Rewrite the lines below as a numbered list, skipping blank lines and leaving out the pictures. Cover only the lines from the first one through the line with "691 360 803 398", both included.

:: Given records ::
══════════
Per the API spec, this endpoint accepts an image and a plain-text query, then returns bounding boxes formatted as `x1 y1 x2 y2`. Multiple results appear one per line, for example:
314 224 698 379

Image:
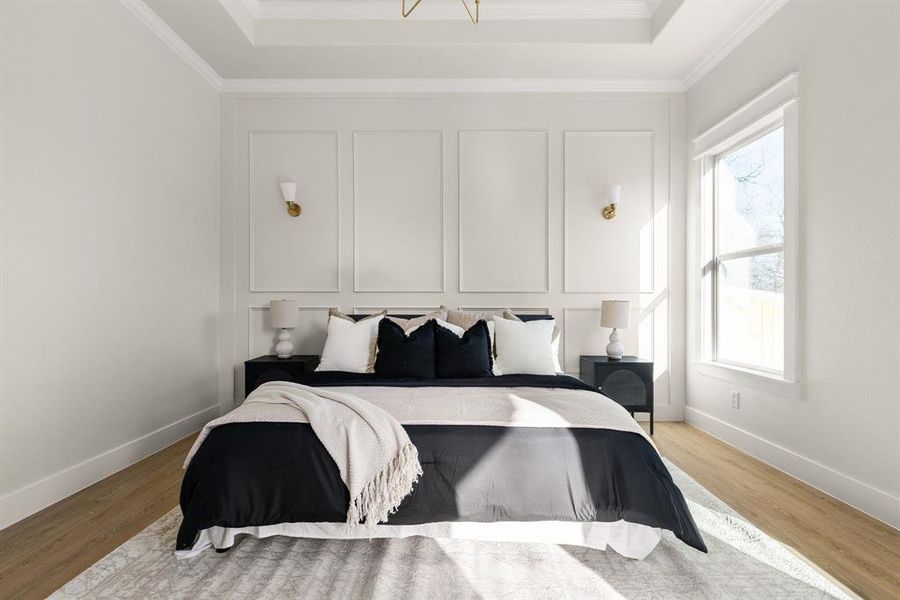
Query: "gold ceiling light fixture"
400 0 481 25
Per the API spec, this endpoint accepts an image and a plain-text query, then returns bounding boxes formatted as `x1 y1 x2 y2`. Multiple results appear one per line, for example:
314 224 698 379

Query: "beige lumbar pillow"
387 307 447 335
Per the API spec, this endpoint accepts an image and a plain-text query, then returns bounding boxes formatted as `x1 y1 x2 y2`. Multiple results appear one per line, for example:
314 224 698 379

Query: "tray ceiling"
146 0 785 89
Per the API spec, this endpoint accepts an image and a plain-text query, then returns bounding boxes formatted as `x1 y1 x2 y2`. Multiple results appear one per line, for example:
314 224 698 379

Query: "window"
712 123 784 373
691 74 799 390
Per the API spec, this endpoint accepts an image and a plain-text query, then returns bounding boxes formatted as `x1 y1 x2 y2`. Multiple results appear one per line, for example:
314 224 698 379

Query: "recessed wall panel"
353 131 444 292
249 131 340 292
459 131 550 292
564 131 654 293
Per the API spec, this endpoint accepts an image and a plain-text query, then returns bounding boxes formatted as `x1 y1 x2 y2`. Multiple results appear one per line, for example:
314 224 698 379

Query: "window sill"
691 360 803 398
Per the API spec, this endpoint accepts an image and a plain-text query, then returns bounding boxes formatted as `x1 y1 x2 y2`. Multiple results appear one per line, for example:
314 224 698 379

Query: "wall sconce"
603 185 622 221
281 181 303 217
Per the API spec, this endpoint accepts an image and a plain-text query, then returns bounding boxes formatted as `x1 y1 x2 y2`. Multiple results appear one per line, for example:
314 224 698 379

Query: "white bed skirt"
175 521 662 560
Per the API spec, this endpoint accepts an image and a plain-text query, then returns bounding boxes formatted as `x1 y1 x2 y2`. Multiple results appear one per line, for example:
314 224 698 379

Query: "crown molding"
120 0 222 90
684 0 788 90
221 78 684 94
236 0 659 21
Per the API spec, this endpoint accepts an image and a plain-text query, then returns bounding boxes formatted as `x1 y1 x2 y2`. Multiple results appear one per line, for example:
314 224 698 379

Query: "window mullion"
716 243 784 261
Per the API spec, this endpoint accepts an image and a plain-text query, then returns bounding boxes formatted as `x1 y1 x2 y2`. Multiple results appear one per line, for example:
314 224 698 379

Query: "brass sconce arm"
285 201 303 217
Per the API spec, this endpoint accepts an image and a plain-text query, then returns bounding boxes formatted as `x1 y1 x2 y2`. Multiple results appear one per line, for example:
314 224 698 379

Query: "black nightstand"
244 354 319 398
580 356 653 435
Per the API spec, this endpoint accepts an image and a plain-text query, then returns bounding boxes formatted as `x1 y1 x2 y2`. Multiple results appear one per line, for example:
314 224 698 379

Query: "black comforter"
177 373 706 552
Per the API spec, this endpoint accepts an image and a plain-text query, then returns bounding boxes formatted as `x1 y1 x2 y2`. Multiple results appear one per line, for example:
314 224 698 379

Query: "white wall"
222 94 684 419
685 2 900 526
0 1 220 527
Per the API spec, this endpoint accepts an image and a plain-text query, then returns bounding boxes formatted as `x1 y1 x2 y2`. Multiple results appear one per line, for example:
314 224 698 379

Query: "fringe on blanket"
347 442 422 530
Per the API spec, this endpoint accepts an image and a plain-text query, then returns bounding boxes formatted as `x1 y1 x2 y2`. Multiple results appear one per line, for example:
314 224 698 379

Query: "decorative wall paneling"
223 94 683 418
247 130 341 292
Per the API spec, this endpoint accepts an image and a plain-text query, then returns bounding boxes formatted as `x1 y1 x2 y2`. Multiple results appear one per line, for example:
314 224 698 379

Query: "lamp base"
606 328 625 360
275 328 294 359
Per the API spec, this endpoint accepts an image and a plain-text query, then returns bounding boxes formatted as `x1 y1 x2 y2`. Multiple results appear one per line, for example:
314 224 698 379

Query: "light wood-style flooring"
0 423 900 600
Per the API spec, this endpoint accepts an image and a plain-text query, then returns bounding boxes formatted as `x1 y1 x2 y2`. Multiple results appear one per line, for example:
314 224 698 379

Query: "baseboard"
684 406 900 529
0 403 221 529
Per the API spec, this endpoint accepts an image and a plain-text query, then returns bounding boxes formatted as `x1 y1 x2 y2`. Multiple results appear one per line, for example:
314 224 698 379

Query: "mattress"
176 372 706 558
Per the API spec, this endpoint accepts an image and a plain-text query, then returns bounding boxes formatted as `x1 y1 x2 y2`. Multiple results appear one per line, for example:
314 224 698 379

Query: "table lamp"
600 300 631 360
269 300 299 358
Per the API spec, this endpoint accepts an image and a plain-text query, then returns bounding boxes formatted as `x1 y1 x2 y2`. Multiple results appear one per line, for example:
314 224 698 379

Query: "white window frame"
693 74 799 387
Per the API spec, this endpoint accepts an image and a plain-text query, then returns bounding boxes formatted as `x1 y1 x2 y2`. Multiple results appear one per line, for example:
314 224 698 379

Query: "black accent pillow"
375 319 436 379
435 320 494 378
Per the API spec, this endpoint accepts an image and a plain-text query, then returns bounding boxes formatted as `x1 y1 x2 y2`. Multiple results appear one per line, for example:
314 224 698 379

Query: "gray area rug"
52 461 849 599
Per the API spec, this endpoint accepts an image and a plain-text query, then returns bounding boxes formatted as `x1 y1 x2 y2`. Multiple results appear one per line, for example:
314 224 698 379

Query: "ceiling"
145 0 785 87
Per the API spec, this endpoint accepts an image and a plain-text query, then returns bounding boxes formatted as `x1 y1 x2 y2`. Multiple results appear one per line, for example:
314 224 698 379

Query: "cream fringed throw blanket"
184 381 422 527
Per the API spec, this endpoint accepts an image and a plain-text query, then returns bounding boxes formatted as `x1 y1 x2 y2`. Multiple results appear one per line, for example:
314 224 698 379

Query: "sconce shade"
600 300 631 329
281 181 297 202
269 300 300 329
609 185 622 204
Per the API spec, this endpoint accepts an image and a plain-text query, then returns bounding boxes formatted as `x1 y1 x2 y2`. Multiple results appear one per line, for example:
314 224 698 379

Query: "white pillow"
494 316 556 375
316 314 384 373
434 319 466 337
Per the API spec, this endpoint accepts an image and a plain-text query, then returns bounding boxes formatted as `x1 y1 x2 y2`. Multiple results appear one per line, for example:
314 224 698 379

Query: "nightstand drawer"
580 356 653 434
244 355 319 398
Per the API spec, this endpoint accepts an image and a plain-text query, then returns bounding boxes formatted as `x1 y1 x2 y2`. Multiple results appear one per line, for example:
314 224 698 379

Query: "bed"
176 371 706 559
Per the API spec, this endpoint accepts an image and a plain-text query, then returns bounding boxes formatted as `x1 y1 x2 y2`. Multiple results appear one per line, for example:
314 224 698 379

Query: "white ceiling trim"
221 78 684 94
120 0 222 90
237 0 659 21
684 0 788 90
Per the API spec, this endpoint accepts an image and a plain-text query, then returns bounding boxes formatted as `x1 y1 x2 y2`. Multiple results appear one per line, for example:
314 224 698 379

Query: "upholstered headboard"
348 313 553 321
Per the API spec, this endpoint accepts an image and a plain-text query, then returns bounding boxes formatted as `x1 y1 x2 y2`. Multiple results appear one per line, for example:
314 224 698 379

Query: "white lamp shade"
281 181 297 202
600 300 631 329
609 185 622 204
269 300 300 329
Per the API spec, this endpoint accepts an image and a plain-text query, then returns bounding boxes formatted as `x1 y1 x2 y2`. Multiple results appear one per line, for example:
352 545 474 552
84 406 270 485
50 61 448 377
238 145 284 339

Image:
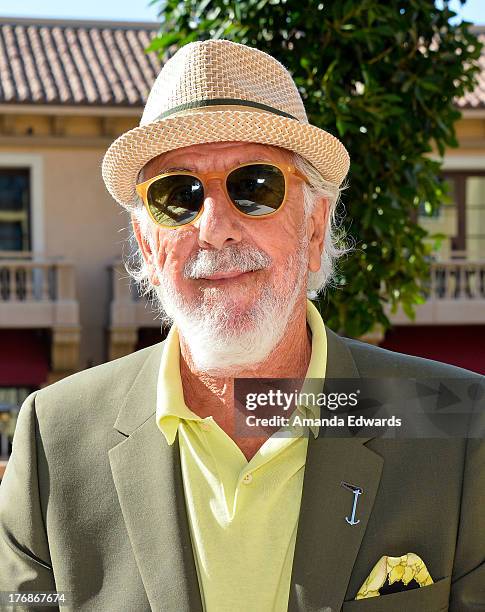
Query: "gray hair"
124 153 352 314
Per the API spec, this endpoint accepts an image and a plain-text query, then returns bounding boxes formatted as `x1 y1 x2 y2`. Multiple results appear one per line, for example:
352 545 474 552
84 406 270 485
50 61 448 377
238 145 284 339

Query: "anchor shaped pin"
340 481 364 525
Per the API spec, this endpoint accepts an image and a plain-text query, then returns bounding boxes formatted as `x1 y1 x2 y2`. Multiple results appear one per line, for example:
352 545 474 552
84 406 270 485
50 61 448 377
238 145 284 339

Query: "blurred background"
0 0 485 478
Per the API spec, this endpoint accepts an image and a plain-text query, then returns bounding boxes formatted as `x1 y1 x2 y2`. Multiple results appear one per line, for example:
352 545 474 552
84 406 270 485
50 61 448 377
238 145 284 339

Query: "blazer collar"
108 327 383 612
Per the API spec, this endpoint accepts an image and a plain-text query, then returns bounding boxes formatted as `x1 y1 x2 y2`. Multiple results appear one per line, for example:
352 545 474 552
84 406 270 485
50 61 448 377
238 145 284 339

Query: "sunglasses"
136 162 308 229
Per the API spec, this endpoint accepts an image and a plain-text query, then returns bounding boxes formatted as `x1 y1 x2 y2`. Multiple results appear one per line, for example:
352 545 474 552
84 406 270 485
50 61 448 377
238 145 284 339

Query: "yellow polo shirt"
══════════
:: Exercise answer ::
1. Per the API spec, this endpoint accepts an image and a plain-text query, then returns bounding boxes formatted as `x1 y1 x2 y2`. Multiple results appear one per line, for example:
2. 314 224 698 379
3. Image:
4. Query: "gold ceiling light fixture"
5. 400 0 481 25
6. Per the API spec, this endpoint accepts an image and a plain-text query, then returns bounding boxes formatted as `x1 y1 x2 y2`. Multiple results appear one per line, for example:
7. 314 224 698 379
8. Query: "beige lumbar pillow"
9. 387 307 447 335
10. Per the API spec, this endpoint accepts an image and a plain-text query, then returns bounding boxes formatted as `x1 y1 x2 y2`. Multiple results appear one per line, for example:
11. 314 224 698 379
12. Query: "tray ceiling"
13. 146 0 785 89
14. Per the API spec, this endpoint accepts an image and a plain-text query, then returns bounding boxes formatted as `x1 y1 x2 y2`. Multiple results appear one per line, for example:
15. 314 224 698 379
16. Query: "window"
17. 712 123 784 373
18. 691 74 799 390
19. Per the API spec, this endpoint accepts an image and a plain-text query, then returns bounding boxes formatted as `x1 y1 x2 y2`. Multiple results appear one per line, for example:
20. 314 224 698 379
21. Query: "recessed wall panel"
22. 353 131 444 292
23. 249 131 340 292
24. 459 131 550 292
25. 564 131 654 293
26. Per the API spec, this endpoint accepts an image and a plain-text query, then returns bounding boxes formatted as `x1 y1 x2 y2`. Multiple results appear one per line, for example:
27. 314 224 698 379
28. Query: "window sill"
29. 691 360 803 398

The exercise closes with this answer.